• _Dataset entries_
____________________

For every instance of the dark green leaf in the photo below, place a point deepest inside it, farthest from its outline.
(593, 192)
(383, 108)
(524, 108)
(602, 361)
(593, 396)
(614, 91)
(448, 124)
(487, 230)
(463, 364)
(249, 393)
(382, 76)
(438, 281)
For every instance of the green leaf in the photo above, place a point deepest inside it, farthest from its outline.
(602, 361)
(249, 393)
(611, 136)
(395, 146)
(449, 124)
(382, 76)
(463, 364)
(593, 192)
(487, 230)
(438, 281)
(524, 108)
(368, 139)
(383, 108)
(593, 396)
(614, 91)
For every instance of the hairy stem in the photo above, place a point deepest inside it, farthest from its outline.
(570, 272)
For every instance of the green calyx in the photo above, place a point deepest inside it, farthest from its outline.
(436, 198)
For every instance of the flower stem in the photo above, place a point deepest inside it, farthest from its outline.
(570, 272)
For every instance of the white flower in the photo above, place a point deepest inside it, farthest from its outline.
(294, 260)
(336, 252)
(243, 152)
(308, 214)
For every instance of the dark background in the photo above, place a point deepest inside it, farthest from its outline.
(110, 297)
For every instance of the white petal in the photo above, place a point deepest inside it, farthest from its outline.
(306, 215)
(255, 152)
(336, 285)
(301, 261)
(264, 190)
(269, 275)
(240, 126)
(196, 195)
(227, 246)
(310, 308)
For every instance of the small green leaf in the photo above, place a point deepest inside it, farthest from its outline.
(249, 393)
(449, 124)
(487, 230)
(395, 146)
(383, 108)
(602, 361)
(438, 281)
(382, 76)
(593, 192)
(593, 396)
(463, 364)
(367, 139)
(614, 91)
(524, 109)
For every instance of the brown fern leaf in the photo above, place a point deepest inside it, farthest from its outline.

____________________

• _Task_
Copy every row above word for word, with nothing changed.

• _Correct answer_
For every instance of the dark green leaf in the photo below, place a point deepest inside it, farthest from its outline.
(593, 192)
(383, 108)
(524, 108)
(602, 361)
(593, 396)
(614, 91)
(448, 124)
(487, 230)
(463, 364)
(249, 393)
(382, 76)
(438, 281)
For every instance of the green leaf in the photo above, place a point deepest inside it, farthest from its outline.
(602, 361)
(249, 393)
(611, 136)
(395, 146)
(449, 124)
(382, 76)
(463, 364)
(593, 192)
(487, 230)
(438, 281)
(524, 108)
(368, 139)
(383, 108)
(593, 396)
(614, 91)
For every instance of the hairy stem in the photo above, place a point deepest inside it, farthest from its outline.
(570, 272)
For every instance of the green calyx in the photo above, place a point deepest inside it, farthest from its outline.
(436, 198)
For every instance of the flower stem in the photo above, place a point deepest inside it, farthest from its outline.
(570, 272)
For every instance of the white flower in the photo above, place a point deepest inside it, farthest from its outline.
(294, 260)
(336, 252)
(243, 152)
(308, 214)
For every instance of the dark background in the photo above, place a point deepest inside it, farthest from its outline.
(110, 297)
For every instance of the white petal in the photo above, place a point deepest inside it, farthest from its outline.
(306, 215)
(255, 152)
(336, 285)
(301, 261)
(264, 190)
(269, 275)
(240, 126)
(196, 195)
(227, 246)
(310, 308)
For every instance of the small green leaf in the photo above, place a point deepest inside it, farthest from its outline.
(249, 393)
(449, 124)
(487, 230)
(395, 146)
(383, 108)
(602, 361)
(438, 281)
(382, 76)
(593, 192)
(593, 396)
(463, 364)
(367, 139)
(614, 91)
(524, 109)
For every instance of the brown fern leaf in the photo above, place a point deepest inside it, farthest from its outline.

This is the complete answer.